# [Exercise goal]
Could you copy out only the material from the line that has "Put a point on every instance of the flowing" through the line that has "<point>166,103</point>", requests included, with every coordinate in the answers offset by 85? Leave the numbers in the requests and their format samples as they are.

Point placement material
******

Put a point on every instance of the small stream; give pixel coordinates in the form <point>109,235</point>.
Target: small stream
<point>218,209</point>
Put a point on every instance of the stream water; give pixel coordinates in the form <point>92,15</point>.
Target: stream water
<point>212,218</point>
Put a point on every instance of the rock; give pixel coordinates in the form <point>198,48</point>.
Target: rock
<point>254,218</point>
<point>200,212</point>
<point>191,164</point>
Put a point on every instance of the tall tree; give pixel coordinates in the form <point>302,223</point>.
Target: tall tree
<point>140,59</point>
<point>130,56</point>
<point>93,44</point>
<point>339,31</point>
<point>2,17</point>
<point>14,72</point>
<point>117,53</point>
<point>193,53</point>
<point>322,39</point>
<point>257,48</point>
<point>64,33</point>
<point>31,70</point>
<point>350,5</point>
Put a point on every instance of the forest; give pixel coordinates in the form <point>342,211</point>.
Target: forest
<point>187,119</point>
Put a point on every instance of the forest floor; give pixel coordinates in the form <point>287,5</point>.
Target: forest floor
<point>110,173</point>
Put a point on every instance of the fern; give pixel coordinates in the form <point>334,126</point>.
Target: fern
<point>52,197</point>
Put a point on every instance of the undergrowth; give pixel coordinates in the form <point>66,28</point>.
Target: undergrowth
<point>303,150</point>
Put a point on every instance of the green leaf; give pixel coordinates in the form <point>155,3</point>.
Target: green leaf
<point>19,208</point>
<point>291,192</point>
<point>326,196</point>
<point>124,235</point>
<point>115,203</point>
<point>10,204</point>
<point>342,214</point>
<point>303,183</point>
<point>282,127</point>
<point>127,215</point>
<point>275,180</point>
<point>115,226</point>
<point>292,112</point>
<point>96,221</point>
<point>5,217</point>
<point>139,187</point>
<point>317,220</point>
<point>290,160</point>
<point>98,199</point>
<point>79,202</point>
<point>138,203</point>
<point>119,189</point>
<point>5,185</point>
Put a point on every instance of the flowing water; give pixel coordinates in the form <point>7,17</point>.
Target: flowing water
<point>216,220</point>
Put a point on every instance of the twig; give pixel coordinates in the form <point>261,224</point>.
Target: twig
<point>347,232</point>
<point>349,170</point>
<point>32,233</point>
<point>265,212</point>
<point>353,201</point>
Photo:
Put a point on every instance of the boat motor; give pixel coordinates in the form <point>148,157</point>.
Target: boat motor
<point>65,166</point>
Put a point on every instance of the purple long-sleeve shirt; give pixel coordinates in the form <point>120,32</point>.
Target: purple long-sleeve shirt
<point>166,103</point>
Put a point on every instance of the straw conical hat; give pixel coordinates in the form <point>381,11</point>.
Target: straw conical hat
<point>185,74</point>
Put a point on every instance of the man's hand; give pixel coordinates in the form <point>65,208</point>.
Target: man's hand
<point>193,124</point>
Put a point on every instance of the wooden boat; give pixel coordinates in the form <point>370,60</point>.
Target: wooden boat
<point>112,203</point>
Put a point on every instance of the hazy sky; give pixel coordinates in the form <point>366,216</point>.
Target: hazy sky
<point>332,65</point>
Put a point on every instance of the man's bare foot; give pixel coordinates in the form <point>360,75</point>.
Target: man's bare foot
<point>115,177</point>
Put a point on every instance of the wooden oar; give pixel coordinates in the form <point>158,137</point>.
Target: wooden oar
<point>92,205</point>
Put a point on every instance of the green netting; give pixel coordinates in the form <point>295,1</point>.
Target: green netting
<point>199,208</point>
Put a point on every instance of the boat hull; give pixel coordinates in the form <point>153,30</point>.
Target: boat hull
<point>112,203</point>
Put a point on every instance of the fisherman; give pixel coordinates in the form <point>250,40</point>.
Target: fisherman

******

# [Correct response]
Put a point on every instance of the flowing water; give pixel coordinates in the form <point>7,17</point>.
Target: flowing water
<point>301,305</point>
Put a point on every instance of the twig; give pixel coordinates in the form <point>261,224</point>.
Target: twig
<point>432,317</point>
<point>434,255</point>
<point>117,318</point>
<point>350,297</point>
<point>438,286</point>
Photo:
Put a point on every instance of the boat motor; give pixel coordinates in the form <point>148,157</point>.
Target: boat motor
<point>150,251</point>
Put a point on every instance of the purple long-sleeve shirt; give pixel coordinates in the form <point>120,32</point>.
Target: purple long-sleeve shirt
<point>251,188</point>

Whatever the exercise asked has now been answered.